Named object pointing entries:
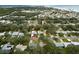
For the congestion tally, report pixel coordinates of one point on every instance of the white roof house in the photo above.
(67, 43)
(16, 34)
(7, 46)
(75, 43)
(59, 44)
(2, 34)
(20, 47)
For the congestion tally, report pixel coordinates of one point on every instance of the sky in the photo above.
(53, 3)
(39, 2)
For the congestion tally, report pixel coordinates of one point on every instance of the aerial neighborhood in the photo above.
(38, 30)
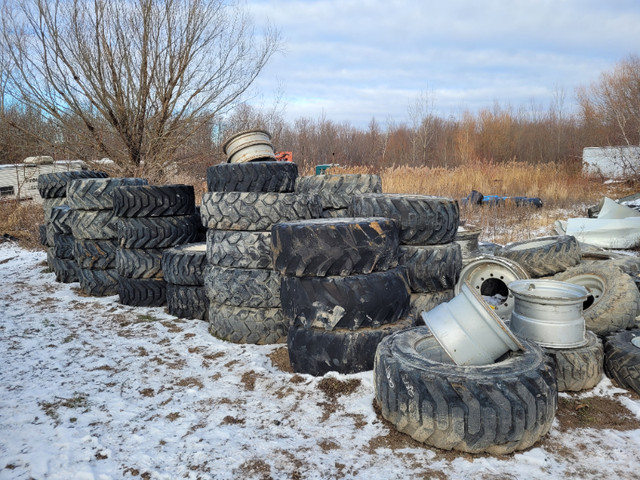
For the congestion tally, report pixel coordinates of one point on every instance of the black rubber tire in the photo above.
(242, 287)
(336, 191)
(97, 193)
(137, 263)
(578, 368)
(498, 408)
(54, 185)
(142, 292)
(94, 224)
(622, 359)
(187, 301)
(98, 283)
(352, 302)
(259, 326)
(185, 264)
(154, 200)
(239, 249)
(63, 246)
(432, 268)
(423, 302)
(324, 247)
(66, 269)
(61, 219)
(252, 177)
(255, 211)
(157, 232)
(95, 254)
(614, 302)
(544, 256)
(316, 351)
(424, 220)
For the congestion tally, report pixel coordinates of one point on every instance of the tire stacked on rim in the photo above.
(95, 230)
(243, 202)
(53, 190)
(342, 291)
(428, 227)
(336, 191)
(152, 219)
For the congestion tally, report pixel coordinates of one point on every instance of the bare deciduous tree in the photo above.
(132, 80)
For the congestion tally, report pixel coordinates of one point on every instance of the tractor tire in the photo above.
(622, 358)
(336, 191)
(255, 211)
(97, 193)
(326, 247)
(138, 263)
(187, 301)
(578, 368)
(239, 249)
(614, 299)
(352, 302)
(316, 351)
(497, 409)
(95, 254)
(157, 232)
(142, 292)
(544, 256)
(432, 268)
(242, 287)
(185, 264)
(424, 220)
(154, 200)
(54, 185)
(259, 326)
(263, 177)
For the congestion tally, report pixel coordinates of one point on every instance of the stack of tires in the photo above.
(95, 230)
(243, 202)
(336, 191)
(342, 291)
(428, 227)
(53, 189)
(152, 218)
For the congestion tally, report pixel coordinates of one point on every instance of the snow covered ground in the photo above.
(91, 389)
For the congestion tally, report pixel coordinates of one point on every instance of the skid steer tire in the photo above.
(98, 283)
(326, 247)
(142, 292)
(336, 191)
(432, 268)
(622, 358)
(423, 220)
(54, 185)
(154, 200)
(259, 326)
(352, 302)
(243, 287)
(315, 351)
(95, 254)
(544, 256)
(239, 249)
(498, 408)
(137, 263)
(185, 264)
(614, 299)
(157, 232)
(252, 177)
(97, 193)
(255, 211)
(578, 368)
(187, 301)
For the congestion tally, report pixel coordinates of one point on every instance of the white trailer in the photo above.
(20, 181)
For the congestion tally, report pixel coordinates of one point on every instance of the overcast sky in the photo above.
(351, 60)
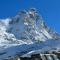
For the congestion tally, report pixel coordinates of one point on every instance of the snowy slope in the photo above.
(26, 34)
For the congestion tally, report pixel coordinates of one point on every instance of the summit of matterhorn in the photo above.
(24, 31)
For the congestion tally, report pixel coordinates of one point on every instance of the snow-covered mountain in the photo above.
(26, 34)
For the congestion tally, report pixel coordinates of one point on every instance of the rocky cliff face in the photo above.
(24, 33)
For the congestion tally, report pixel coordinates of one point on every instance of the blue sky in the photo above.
(49, 9)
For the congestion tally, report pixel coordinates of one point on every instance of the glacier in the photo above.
(26, 34)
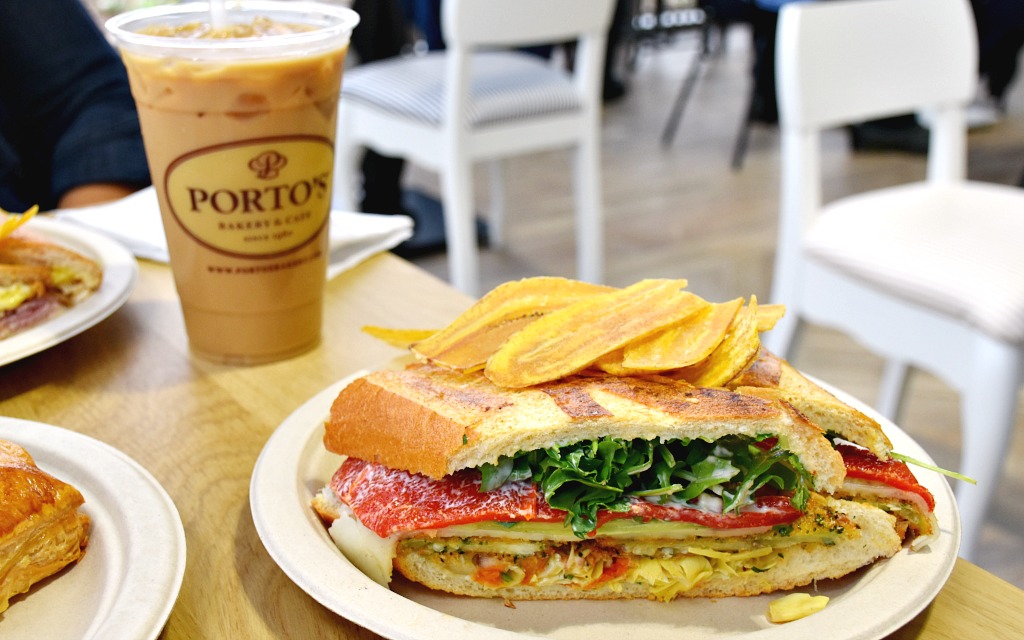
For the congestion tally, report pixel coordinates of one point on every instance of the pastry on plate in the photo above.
(42, 529)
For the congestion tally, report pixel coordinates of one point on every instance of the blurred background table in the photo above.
(199, 428)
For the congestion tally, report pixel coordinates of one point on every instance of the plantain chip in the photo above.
(478, 332)
(739, 346)
(8, 222)
(570, 339)
(686, 343)
(764, 371)
(401, 338)
(768, 315)
(611, 363)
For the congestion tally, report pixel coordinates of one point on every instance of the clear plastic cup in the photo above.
(239, 132)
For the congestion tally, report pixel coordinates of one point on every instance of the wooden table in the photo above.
(199, 428)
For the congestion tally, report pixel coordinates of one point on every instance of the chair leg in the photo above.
(589, 213)
(496, 214)
(742, 137)
(460, 232)
(683, 98)
(988, 411)
(892, 389)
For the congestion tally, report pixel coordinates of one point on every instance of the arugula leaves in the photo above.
(586, 477)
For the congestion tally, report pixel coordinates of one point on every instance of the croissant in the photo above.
(41, 528)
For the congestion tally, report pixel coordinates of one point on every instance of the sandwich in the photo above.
(39, 279)
(42, 529)
(555, 468)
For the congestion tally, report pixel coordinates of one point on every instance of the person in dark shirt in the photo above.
(69, 129)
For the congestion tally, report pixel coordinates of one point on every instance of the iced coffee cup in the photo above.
(239, 124)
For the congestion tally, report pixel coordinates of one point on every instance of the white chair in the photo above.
(929, 274)
(481, 100)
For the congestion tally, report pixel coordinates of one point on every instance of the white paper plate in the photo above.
(120, 273)
(294, 466)
(126, 584)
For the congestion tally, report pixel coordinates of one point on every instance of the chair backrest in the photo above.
(843, 60)
(840, 61)
(470, 26)
(513, 23)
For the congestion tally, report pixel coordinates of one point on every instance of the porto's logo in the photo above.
(263, 198)
(267, 165)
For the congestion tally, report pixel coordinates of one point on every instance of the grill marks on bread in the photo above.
(434, 421)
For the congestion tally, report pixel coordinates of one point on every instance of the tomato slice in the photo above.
(864, 465)
(387, 501)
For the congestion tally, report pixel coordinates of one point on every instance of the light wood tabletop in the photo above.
(199, 429)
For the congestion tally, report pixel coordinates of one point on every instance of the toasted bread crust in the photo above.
(83, 275)
(433, 421)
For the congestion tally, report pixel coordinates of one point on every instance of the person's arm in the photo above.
(69, 111)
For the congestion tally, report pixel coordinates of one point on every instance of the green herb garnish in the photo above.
(594, 475)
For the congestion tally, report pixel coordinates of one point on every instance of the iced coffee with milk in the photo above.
(239, 114)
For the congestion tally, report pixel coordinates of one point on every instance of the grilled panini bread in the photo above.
(421, 443)
(39, 280)
(72, 274)
(872, 477)
(41, 528)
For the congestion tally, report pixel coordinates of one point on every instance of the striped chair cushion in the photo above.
(958, 249)
(506, 86)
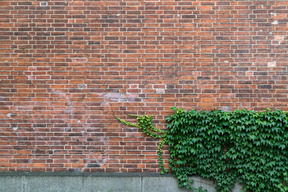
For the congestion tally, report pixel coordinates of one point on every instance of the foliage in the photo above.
(242, 145)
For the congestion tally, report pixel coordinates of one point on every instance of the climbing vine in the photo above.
(242, 145)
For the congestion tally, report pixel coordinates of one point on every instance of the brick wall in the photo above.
(67, 67)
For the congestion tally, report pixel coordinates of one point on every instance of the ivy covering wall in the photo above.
(242, 145)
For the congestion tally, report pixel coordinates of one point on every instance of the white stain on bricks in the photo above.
(272, 64)
(160, 88)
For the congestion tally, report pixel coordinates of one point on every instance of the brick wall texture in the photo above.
(68, 67)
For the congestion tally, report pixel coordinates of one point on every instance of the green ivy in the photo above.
(243, 145)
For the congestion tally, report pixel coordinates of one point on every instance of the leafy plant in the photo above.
(243, 145)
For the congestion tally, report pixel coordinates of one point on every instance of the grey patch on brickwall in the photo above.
(120, 97)
(43, 4)
(225, 108)
(82, 86)
(275, 22)
(272, 64)
(93, 165)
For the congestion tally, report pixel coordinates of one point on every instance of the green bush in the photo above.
(245, 146)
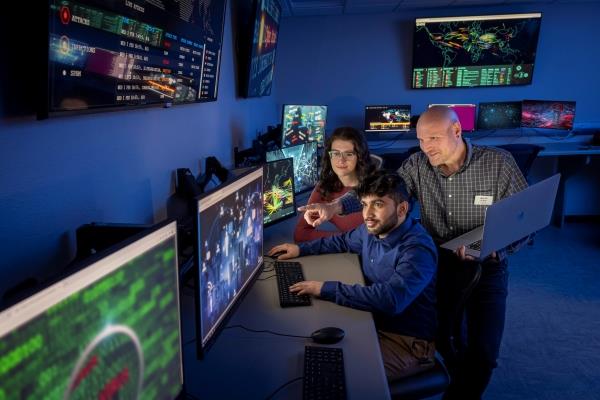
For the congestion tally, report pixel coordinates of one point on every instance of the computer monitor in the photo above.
(499, 115)
(465, 113)
(303, 123)
(306, 173)
(387, 118)
(279, 200)
(229, 251)
(109, 330)
(477, 50)
(548, 114)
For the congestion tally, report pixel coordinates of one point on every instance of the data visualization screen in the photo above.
(489, 50)
(109, 331)
(108, 54)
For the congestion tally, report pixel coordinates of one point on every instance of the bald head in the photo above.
(442, 115)
(440, 138)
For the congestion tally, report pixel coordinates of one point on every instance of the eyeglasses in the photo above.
(347, 155)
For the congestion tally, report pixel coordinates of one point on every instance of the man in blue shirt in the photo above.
(399, 262)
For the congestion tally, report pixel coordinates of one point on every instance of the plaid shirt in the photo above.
(448, 206)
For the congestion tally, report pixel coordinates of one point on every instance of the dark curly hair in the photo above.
(329, 182)
(383, 183)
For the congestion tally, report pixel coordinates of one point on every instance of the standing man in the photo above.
(454, 182)
(398, 260)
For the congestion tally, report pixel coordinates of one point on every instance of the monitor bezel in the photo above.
(533, 14)
(294, 213)
(499, 102)
(383, 131)
(319, 144)
(87, 265)
(203, 348)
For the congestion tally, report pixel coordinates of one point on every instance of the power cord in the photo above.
(272, 395)
(264, 331)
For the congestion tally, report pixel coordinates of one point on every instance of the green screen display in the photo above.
(117, 338)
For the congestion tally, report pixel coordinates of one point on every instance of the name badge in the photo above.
(483, 200)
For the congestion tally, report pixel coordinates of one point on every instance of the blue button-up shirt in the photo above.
(400, 274)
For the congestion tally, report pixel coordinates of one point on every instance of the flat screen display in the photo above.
(387, 118)
(278, 192)
(499, 115)
(264, 44)
(115, 55)
(229, 251)
(306, 173)
(465, 113)
(487, 50)
(110, 330)
(302, 124)
(548, 114)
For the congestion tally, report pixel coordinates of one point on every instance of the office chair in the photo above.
(524, 155)
(435, 381)
(377, 161)
(393, 161)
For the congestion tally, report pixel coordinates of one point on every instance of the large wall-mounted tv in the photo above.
(489, 50)
(115, 55)
(263, 46)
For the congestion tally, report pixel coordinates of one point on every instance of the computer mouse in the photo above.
(328, 335)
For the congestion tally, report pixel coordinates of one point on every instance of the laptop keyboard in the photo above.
(288, 273)
(476, 245)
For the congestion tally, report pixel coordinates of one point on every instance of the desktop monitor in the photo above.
(465, 113)
(109, 330)
(469, 51)
(229, 251)
(306, 174)
(499, 115)
(388, 118)
(303, 123)
(278, 191)
(548, 114)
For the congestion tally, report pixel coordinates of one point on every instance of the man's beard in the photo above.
(387, 227)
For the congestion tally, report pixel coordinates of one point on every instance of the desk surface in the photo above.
(245, 365)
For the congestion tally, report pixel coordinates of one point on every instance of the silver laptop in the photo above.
(510, 219)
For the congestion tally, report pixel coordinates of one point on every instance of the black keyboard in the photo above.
(475, 245)
(323, 373)
(288, 273)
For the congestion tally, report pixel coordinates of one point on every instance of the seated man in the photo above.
(399, 262)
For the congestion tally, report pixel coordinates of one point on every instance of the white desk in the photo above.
(245, 365)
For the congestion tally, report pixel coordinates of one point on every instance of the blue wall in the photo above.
(350, 61)
(113, 167)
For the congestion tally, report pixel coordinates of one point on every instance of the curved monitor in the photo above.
(229, 251)
(115, 55)
(485, 50)
(548, 114)
(110, 330)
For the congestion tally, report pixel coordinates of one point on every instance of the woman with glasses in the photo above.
(345, 162)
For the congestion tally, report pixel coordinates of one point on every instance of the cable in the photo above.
(282, 386)
(264, 331)
(268, 277)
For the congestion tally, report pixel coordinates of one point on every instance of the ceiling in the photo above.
(300, 8)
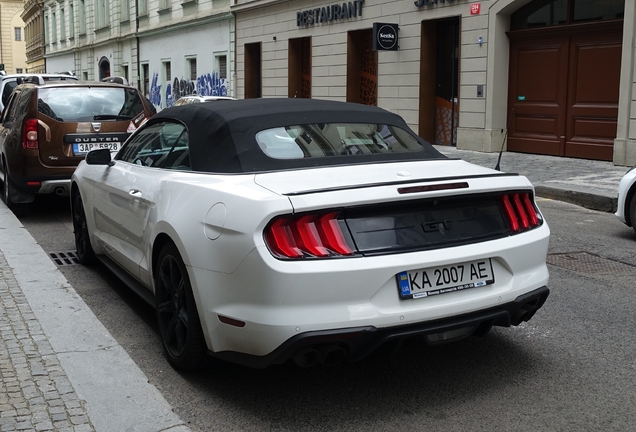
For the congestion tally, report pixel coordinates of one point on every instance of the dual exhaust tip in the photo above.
(327, 354)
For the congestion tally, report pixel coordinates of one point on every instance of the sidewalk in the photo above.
(61, 369)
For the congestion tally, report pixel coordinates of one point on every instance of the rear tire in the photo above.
(84, 250)
(17, 209)
(177, 314)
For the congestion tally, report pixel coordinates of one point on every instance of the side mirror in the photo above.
(98, 157)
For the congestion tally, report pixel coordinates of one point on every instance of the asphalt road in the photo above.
(571, 368)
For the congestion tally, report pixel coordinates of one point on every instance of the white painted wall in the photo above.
(61, 63)
(202, 42)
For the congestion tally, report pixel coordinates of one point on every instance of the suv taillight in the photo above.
(30, 134)
(520, 212)
(307, 236)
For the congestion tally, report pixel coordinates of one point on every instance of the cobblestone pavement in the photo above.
(35, 393)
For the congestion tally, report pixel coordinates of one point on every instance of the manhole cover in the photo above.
(584, 262)
(64, 258)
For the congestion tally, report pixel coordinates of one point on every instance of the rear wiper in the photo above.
(111, 117)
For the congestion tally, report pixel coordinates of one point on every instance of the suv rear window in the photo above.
(75, 104)
(334, 139)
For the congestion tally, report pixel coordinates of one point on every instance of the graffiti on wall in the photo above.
(205, 85)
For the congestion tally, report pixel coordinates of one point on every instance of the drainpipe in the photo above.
(137, 41)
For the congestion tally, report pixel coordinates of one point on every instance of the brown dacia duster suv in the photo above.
(47, 129)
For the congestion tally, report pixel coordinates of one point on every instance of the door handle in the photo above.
(135, 193)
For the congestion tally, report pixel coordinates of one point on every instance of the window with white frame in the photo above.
(71, 21)
(167, 71)
(146, 79)
(102, 13)
(125, 10)
(47, 37)
(143, 7)
(82, 17)
(221, 64)
(62, 24)
(54, 25)
(192, 67)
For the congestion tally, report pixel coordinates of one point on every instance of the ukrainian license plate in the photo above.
(83, 148)
(445, 279)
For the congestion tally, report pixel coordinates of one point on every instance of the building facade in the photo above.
(12, 45)
(541, 76)
(167, 48)
(34, 36)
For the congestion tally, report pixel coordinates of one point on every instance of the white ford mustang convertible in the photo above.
(268, 230)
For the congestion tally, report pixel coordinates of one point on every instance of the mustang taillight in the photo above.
(30, 134)
(520, 212)
(307, 236)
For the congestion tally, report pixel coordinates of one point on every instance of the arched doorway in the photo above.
(104, 68)
(565, 60)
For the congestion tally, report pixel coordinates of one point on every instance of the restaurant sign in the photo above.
(327, 14)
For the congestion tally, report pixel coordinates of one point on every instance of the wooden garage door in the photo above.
(563, 90)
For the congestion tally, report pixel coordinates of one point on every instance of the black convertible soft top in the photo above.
(222, 133)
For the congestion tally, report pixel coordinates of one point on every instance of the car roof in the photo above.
(49, 84)
(225, 131)
(208, 98)
(45, 75)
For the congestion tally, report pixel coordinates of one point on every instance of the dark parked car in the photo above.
(47, 129)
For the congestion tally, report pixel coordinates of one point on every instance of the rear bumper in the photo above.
(42, 184)
(358, 342)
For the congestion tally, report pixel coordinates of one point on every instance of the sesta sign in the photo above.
(385, 37)
(327, 14)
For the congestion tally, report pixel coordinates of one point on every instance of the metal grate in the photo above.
(584, 262)
(64, 258)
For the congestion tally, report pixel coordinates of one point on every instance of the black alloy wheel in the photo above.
(632, 211)
(85, 253)
(177, 313)
(18, 209)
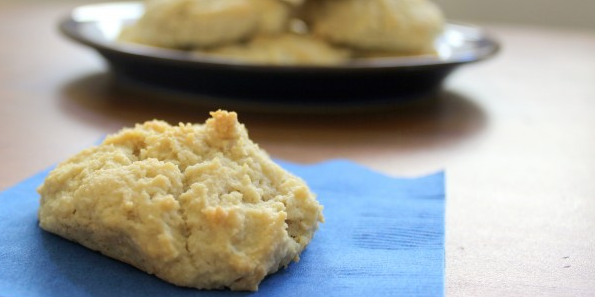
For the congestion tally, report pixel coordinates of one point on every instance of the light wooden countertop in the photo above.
(516, 136)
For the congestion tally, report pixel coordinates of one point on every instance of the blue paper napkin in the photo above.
(382, 237)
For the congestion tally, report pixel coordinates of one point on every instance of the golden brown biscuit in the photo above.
(285, 49)
(197, 205)
(405, 26)
(184, 24)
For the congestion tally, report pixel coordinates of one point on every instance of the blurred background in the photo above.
(556, 13)
(563, 13)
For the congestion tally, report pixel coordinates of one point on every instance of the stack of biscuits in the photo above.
(290, 32)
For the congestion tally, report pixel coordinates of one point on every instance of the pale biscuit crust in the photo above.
(284, 49)
(402, 26)
(197, 205)
(184, 24)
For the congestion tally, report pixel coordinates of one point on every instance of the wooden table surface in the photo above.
(516, 136)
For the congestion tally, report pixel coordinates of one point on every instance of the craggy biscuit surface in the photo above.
(189, 24)
(401, 26)
(197, 205)
(283, 49)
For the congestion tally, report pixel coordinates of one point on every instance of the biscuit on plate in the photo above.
(401, 26)
(186, 24)
(283, 49)
(197, 205)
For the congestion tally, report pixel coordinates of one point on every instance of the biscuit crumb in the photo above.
(199, 206)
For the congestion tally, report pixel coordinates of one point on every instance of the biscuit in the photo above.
(284, 49)
(200, 206)
(402, 26)
(187, 24)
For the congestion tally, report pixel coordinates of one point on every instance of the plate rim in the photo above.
(68, 26)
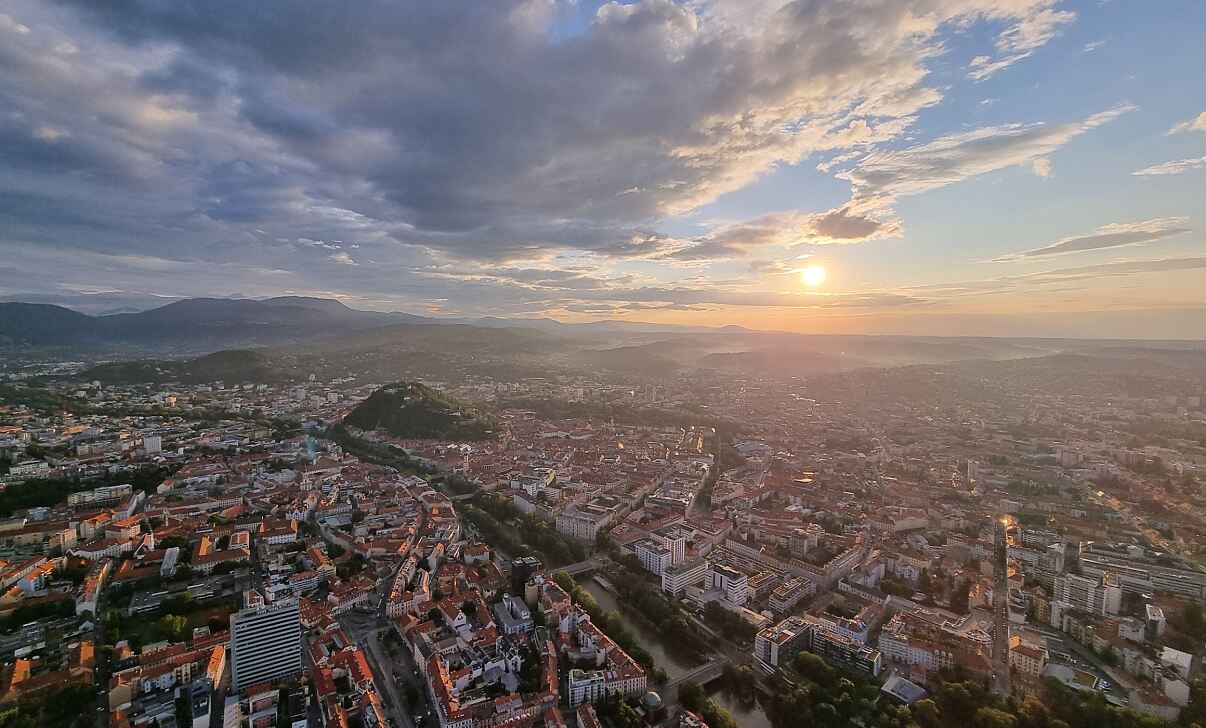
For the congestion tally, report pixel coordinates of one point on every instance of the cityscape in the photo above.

Exercise directions
Beginning at the line with "biscuit on plate in the photo above.", reproduce each line exactly through the last line of the records above, with pictures left out.

Complete answer
For the congestion tally, report pixel coordinates of one point on every instance of the biscuit on plate in the photo above.
(401, 26)
(186, 24)
(283, 49)
(197, 205)
For the congestion tally, report pixel coordinates of one point on every instance of the biscuit crumb in the photo above.
(199, 206)
For the congestion tally, report pixel coordinates of one point on every instance of the biscuit in the photo above.
(284, 49)
(200, 206)
(402, 26)
(187, 24)
For the congestion tally, report pixel coordinates of one point on every instance of the plate rim in the photo above.
(68, 26)
For the congestion tally, report pixel coordinates of one point on every instance of the cityscape in the photo above.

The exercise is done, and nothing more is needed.